An inside view of two brilliant minds

I loved this book mostly because I have been fascinated by Freud for many years and now I am studying Jung. To have the privilege of reading their letter back and forth is a treat. Also there are insights into current problems that Psychology still grapples over.

Archetypal splitting

This is an amazing collection of letters which depict the relationship of two of the greatest psychologists of all time. Naturally, there are people who interpret this relationship in different ways, especially as a very specific situation, peculiar to the development of psychology or otherwise. I think otherwise. Life is rarely linear--it's usually Normally Distributed. Things tend to go in cycles, not straight lines. The relationship between Freud the mentor & Jung the mentee is just not that unusual. In fact, it parallels that of every child (especially males stereotypically seeking independence). There comes a time to leave the nest & for the mentee to strike out on his own--just as there is a time for a new paradigm (per Thomas Kuhn's classic, "The Structure of Scientific Revolutions"). This is precisely what occurred between Freud & Jung. It's almost archetypal. There's even something of a parallel between Jung & Father Victor White in Jung's "Letters." This book has some interesting quotes from each of the two psychologists: By Freud: p. 119 Take my urgent advice, arm yourself with ill temper against all unreasonable demands. p. 121 One must try to learn something from every experience. p. 169 I have long known that one can't change people. Everyone has something worthwhile in him. We must content ourselves with getting it out of him. By Jung: p. 84 What people don't know surpasses the imagination, and what they don't want to know is simply unbelievable. p. 157 one likes human beings around one and not complex-masks. And, very apropos: p. 462 Emma Jung: it is always the nearest thing that one sees worst.

A fight of Titans for primacy in the field of Psychanalisys.

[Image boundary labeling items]
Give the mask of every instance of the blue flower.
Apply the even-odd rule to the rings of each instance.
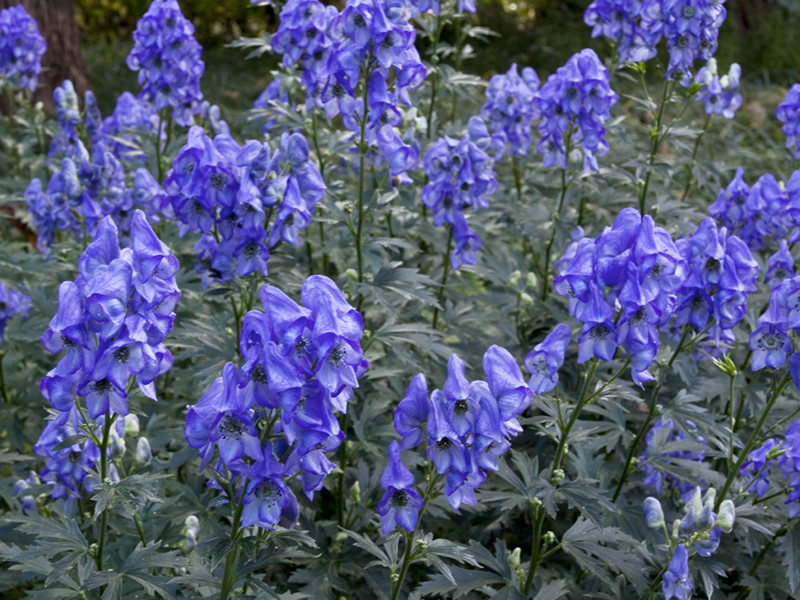
[[[689,553],[686,546],[678,544],[662,579],[661,590],[664,593],[664,600],[672,598],[688,600],[693,589],[694,586],[689,579]]]
[[[393,440],[389,445],[389,464],[381,477],[381,486],[386,488],[386,492],[378,504],[384,536],[389,535],[396,525],[411,532],[417,528],[417,517],[424,503],[413,485],[414,476],[403,464],[400,445]]]
[[[571,339],[572,330],[561,323],[525,357],[525,368],[531,374],[528,385],[534,394],[544,394],[556,387],[558,370],[564,364],[564,353]]]
[[[205,65],[194,39],[194,26],[181,13],[177,0],[156,0],[136,24],[128,68],[139,71],[140,98],[156,111],[171,109],[184,127],[200,111],[200,77]]]
[[[0,11],[0,40],[0,77],[34,91],[47,43],[21,4]]]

§ **What you will do**
a – List every page number that the Freud–Jung reviews give for a quotation.
b – Answer these questions from the Freud–Jung reviews.
(i) Which figure is the first reviewer currently studying?
(ii) Which work by Thomas Kuhn is named?
(iii) Who is quoted on p. 462?

§ **Solved problems**
a –
p. 119
p. 121
p. 169
p. 84
p. 157
p. 462

b –
(i) Jung
(ii) "The Structure of Scientific Revolutions"
(iii) Emma Jung